*** Dataset records ***

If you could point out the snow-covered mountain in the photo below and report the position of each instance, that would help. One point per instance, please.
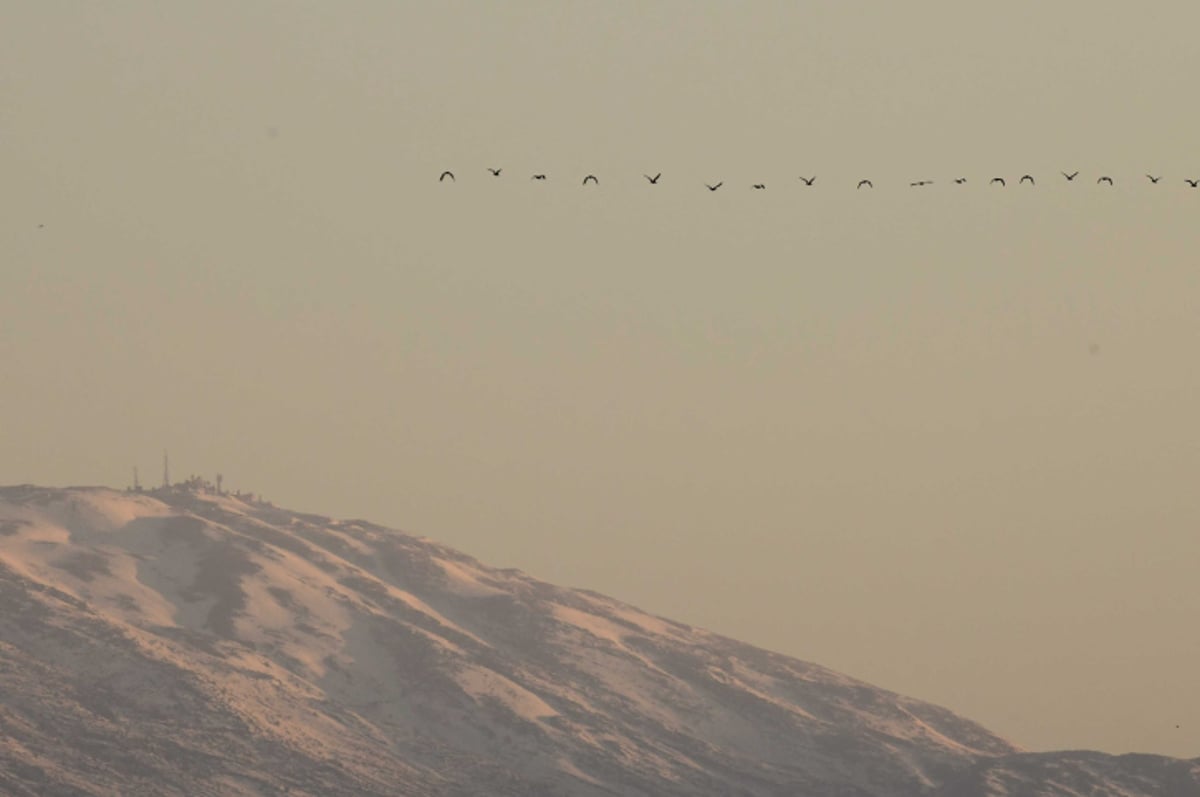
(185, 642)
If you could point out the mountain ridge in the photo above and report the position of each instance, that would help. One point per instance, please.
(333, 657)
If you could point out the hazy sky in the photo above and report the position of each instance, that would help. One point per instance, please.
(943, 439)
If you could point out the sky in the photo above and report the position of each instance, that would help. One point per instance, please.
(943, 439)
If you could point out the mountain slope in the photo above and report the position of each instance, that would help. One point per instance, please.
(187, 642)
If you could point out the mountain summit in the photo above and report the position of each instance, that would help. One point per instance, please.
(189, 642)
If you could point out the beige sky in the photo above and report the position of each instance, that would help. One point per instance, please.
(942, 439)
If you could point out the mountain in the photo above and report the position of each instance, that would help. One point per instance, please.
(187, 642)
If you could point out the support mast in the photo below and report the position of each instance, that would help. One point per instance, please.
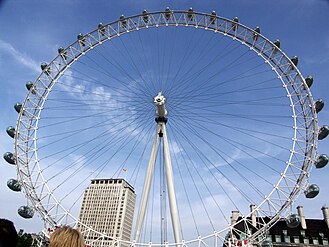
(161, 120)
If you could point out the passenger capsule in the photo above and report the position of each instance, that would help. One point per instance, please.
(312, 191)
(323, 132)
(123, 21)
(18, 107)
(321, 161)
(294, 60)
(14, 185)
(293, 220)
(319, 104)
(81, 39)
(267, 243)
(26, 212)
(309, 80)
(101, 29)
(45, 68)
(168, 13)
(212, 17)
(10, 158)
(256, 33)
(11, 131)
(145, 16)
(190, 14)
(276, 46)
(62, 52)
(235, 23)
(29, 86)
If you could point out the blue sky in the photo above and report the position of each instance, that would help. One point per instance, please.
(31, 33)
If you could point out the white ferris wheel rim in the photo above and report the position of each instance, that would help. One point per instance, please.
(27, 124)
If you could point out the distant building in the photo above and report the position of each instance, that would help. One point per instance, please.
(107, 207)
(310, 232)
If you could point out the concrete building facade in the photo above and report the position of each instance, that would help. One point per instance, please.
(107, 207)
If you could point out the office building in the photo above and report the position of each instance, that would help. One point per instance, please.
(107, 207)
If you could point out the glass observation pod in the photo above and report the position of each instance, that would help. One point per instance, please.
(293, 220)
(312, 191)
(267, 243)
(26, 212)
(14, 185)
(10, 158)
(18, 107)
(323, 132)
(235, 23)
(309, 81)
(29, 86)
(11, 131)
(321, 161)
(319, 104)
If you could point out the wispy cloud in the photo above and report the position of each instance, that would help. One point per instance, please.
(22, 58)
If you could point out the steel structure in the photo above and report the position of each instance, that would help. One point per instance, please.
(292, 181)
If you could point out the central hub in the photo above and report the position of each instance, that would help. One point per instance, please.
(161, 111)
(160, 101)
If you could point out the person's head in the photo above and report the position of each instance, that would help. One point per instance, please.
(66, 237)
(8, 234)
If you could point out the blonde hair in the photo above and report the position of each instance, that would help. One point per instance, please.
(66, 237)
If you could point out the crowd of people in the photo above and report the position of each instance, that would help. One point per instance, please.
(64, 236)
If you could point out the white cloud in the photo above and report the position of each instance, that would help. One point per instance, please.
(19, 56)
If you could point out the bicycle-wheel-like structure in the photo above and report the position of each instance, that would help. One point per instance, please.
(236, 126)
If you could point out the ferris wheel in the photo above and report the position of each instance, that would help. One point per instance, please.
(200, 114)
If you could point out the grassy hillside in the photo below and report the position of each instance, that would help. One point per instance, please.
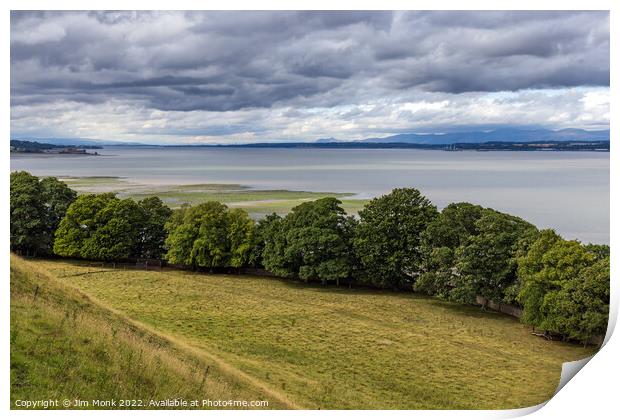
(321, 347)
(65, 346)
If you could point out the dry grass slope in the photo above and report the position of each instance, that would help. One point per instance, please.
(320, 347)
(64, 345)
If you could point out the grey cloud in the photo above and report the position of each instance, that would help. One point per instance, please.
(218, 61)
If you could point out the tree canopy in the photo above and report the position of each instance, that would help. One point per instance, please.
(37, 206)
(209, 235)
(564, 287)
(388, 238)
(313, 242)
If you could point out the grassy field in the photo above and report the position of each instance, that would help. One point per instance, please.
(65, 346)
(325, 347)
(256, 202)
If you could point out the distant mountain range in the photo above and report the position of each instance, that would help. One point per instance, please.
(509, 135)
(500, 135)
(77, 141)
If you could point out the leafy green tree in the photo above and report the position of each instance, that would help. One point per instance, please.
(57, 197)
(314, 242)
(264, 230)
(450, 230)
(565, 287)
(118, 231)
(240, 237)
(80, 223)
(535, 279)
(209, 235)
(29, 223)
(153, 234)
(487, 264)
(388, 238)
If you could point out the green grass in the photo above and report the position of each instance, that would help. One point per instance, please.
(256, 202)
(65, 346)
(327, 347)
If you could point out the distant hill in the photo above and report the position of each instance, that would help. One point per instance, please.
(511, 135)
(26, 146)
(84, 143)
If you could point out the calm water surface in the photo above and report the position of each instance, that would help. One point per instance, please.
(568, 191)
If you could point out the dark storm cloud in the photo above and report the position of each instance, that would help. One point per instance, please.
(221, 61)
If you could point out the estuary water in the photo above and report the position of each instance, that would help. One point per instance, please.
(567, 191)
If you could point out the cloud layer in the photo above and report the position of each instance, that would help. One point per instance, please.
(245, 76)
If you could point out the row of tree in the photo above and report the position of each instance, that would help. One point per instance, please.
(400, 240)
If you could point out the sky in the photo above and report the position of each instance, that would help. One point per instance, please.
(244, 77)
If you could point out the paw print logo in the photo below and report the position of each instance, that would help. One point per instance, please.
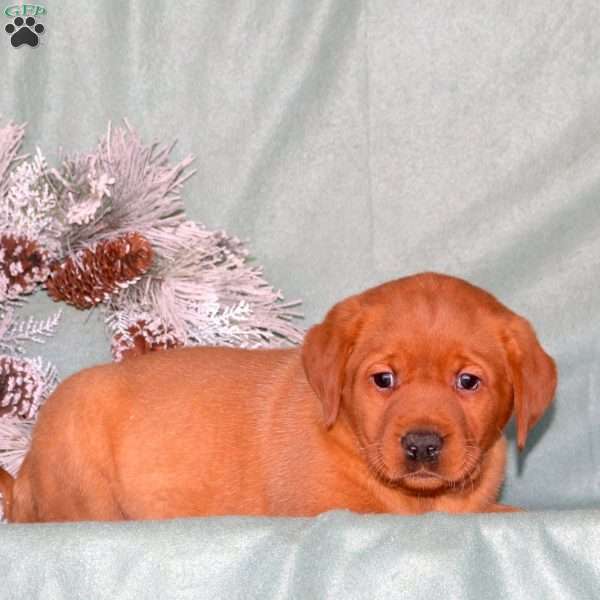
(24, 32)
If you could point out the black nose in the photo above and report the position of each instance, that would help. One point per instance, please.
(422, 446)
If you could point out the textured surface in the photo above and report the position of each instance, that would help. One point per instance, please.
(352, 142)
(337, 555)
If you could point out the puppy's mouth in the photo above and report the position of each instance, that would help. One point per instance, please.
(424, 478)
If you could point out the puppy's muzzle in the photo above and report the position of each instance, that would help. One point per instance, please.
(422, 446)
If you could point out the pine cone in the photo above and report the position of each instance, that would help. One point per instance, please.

*** End of Dataset records ***
*** Dataset records ***

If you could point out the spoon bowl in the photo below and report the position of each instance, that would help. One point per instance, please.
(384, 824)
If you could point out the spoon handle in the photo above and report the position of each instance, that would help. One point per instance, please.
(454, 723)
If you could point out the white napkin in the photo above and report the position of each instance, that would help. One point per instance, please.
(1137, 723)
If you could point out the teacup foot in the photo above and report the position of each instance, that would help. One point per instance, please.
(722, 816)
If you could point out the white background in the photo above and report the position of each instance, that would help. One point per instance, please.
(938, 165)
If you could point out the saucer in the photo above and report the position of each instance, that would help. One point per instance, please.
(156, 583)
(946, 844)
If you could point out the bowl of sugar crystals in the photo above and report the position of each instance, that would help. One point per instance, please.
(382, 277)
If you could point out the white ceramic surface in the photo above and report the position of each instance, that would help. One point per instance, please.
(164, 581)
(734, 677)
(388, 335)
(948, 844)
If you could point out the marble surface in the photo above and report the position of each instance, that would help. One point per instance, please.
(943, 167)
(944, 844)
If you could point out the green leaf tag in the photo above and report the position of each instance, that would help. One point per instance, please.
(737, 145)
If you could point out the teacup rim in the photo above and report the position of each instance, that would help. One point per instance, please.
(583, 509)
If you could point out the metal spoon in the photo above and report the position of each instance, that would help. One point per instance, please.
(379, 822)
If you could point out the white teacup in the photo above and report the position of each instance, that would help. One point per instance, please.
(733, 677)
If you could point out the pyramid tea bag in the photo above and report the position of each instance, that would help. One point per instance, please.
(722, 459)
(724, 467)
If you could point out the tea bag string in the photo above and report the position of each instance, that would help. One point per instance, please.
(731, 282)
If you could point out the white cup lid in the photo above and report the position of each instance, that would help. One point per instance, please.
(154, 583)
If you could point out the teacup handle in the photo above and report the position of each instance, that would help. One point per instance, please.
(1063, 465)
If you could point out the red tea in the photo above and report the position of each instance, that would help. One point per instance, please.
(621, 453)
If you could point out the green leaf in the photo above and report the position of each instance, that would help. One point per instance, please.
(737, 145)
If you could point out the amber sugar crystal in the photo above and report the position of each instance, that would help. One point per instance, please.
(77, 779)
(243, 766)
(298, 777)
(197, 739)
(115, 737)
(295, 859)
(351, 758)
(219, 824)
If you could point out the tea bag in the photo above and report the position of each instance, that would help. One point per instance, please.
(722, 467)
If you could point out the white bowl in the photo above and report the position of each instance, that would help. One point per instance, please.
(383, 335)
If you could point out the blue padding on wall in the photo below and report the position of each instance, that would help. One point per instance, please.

*** End of Dataset records ***
*** Dataset records ***

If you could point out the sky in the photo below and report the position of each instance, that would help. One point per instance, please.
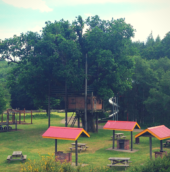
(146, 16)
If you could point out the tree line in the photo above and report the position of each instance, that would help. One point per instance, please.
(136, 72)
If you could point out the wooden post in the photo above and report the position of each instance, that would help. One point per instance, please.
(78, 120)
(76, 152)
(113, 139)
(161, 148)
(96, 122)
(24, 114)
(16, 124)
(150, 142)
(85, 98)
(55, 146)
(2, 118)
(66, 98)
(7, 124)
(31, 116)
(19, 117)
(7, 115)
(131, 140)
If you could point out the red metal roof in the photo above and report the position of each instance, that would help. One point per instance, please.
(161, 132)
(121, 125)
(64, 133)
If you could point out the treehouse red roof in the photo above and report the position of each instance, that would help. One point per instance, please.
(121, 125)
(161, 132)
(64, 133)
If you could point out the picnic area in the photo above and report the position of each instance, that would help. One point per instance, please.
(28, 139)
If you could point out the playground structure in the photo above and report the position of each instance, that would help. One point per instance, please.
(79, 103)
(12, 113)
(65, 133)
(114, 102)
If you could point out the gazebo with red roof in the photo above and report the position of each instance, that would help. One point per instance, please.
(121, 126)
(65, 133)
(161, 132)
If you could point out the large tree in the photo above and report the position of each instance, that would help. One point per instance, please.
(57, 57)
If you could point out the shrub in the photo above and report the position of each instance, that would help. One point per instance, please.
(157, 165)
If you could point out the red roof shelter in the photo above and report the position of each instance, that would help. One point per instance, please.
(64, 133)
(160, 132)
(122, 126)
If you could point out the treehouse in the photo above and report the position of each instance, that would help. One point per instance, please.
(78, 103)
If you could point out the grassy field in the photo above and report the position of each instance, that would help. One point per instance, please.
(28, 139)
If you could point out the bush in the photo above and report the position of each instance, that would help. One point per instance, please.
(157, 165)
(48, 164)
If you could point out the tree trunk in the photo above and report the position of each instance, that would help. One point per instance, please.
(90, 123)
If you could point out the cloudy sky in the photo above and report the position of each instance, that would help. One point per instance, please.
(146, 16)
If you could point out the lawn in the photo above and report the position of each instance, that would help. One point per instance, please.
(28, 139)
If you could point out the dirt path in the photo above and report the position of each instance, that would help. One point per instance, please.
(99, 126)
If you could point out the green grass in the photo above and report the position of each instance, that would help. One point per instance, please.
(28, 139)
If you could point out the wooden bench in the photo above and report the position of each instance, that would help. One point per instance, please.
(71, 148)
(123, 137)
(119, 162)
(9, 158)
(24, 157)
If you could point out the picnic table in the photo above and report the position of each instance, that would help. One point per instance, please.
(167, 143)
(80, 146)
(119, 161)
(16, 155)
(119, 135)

*** End of Dataset records ***

Using the data above, repeat exactly the lines that begin at the line with "If you could point out the puppy's muzzle" and end at the line with "If you could point out the pine", both ends included.

### Answer to the exercise
If you could point out the puppy's muzzle in the photo above and report the position of each instance, that would help. One point per instance, please.
(422, 446)
If you could point out the pine cone in the photo above and report the position of each instance, that would help. One point per instance, please.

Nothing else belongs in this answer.